He credited the decrease in violence to "what the administration has done" and he denied a problem of systemic racism among police.
The Trump administration has proposed no specific policy changes in response to the widespread outrage over Floyd's death May 25 in Minneapolis, Minnesota, when video captured a white officer kneeling on his neck for nearly nine minutes while Floyd pleaded: "I can't breathe."
Members of the Congressional Black Caucus (CBC) said they would introduce legislation in the House of Representatives on Monday to make policing more accountable.
The legislation is expected to make it easier to sue police officers over deadly incidents, to ban the sort of choke holds that led to Floyd's death, and to establish a national database to record police misconduct.
'A lot of work to do'
One member of the caucus, Representative Val Demings of Florida, a former police chief in the city of Orlando, told ABC that "systemic racism is always the ghost in the room."
"What we have to do as a nation is hold police accountable, provide the necessary oversight to do that, look at training standards, look at use-of-force policies, look at who we are hiring," said Demings, who has been mentioned as a possible Biden running mate.
It is unclear what support the proposed reforms might find in the Republican-controlled Senate - or whether Trump might sign such legislation into law.
US Attorney General William Barr said Sunday that he disagreed with any move to lessen the considerable legal immunity police officers enjoy.

WRITTEN PROBLEM 1: In the excerpt on policing legislation, what post did Representative Val Demings formerly hold?

(Records from a data source)

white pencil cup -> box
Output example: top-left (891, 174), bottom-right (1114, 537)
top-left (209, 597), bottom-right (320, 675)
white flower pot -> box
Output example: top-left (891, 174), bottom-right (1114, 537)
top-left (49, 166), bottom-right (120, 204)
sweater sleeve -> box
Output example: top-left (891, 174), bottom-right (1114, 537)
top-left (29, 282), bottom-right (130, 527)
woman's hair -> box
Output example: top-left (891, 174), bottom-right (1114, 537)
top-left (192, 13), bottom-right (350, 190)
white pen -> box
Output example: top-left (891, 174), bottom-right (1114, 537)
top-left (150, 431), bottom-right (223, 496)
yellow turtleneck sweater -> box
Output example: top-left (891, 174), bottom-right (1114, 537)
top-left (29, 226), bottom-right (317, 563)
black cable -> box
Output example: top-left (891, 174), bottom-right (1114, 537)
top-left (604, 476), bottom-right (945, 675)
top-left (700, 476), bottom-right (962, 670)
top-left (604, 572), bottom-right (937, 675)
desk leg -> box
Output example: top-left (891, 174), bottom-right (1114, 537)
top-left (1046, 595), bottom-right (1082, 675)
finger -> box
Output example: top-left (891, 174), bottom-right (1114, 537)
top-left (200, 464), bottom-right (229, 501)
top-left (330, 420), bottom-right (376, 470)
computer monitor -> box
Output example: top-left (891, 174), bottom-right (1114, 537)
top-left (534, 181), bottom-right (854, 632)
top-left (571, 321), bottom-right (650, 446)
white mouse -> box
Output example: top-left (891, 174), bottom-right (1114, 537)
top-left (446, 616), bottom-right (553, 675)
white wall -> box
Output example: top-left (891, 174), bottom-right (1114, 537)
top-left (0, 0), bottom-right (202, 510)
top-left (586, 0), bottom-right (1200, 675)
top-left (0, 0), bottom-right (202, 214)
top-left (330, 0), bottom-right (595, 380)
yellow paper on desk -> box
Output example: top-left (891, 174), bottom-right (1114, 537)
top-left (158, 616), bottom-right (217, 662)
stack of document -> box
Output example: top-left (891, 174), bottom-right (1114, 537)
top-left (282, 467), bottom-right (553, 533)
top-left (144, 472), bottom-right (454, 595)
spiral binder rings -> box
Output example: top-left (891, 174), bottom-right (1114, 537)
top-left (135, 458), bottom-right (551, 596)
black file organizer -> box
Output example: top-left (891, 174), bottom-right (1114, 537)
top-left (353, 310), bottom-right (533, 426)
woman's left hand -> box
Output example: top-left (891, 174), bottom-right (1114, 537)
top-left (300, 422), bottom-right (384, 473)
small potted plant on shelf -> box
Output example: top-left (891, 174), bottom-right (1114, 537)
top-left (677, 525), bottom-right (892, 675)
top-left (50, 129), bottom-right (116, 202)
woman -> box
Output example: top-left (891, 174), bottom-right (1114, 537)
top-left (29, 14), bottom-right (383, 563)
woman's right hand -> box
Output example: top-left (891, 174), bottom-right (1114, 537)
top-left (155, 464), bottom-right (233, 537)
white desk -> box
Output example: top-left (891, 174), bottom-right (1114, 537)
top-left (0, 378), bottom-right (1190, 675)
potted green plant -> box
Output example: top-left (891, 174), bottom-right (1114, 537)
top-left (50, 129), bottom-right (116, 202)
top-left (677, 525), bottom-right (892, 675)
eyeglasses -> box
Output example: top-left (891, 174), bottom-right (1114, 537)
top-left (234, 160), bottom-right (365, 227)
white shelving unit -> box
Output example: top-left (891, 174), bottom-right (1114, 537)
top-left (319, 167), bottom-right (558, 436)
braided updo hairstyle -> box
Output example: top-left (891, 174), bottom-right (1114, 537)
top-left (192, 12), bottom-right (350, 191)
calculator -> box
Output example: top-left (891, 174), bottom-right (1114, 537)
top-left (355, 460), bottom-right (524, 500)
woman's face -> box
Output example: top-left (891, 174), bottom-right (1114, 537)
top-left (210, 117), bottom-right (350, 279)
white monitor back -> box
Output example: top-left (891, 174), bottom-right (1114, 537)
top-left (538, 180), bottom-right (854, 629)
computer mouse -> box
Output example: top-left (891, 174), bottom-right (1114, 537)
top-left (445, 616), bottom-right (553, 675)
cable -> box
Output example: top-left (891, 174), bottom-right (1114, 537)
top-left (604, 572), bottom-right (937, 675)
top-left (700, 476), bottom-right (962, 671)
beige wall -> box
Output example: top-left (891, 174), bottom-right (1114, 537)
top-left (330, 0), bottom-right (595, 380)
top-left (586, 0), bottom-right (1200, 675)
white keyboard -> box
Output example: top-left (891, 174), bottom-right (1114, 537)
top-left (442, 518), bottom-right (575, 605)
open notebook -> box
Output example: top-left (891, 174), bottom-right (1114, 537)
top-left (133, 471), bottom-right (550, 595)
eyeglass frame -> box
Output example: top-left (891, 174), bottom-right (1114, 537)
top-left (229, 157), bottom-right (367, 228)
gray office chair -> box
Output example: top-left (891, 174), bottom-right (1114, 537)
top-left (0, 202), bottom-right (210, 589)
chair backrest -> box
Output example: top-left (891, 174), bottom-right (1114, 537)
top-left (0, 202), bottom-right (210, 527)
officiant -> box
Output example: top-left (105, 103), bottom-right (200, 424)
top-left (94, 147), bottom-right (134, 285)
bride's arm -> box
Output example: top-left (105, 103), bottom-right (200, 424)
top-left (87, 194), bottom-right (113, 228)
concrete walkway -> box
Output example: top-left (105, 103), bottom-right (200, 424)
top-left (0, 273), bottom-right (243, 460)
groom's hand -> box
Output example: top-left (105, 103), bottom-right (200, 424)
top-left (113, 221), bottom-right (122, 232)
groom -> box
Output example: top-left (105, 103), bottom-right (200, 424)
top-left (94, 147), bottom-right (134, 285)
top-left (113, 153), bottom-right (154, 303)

WRITTEN PROBLEM 2: Render the lines of the entries as a Markdown table with the columns n and Line, starting with the line containing "yellow turtleneck sweater -> box" and going on through the line containing "top-left (446, 616), bottom-right (553, 675)", leaving out any blank lines.

WRITTEN RESPONSE 1: Police chief in the city of Orlando.

WRITTEN RESPONSE 2:
| n | Line |
|---|---|
| 1 | yellow turtleneck sweater -> box |
| 2 | Output example: top-left (891, 174), bottom-right (1114, 537) |
| 3 | top-left (29, 226), bottom-right (317, 563) |
| 4 | black cable -> box |
| 5 | Output example: top-left (891, 174), bottom-right (1114, 537) |
| 6 | top-left (604, 476), bottom-right (945, 675) |
| 7 | top-left (700, 476), bottom-right (962, 670) |
| 8 | top-left (604, 572), bottom-right (937, 675) |
| 9 | desk leg -> box |
| 10 | Output example: top-left (891, 174), bottom-right (1114, 537) |
| 11 | top-left (1046, 595), bottom-right (1082, 675) |
| 12 | finger -> box |
| 13 | Output example: top-left (891, 174), bottom-right (1114, 537) |
| 14 | top-left (200, 464), bottom-right (229, 501) |
| 15 | top-left (330, 420), bottom-right (376, 470) |
| 16 | computer monitor -> box |
| 17 | Output example: top-left (891, 174), bottom-right (1114, 537) |
| 18 | top-left (534, 181), bottom-right (854, 632) |
| 19 | top-left (571, 321), bottom-right (650, 446) |
| 20 | white mouse -> box |
| 21 | Output example: top-left (891, 174), bottom-right (1114, 537) |
| 22 | top-left (446, 616), bottom-right (553, 675) |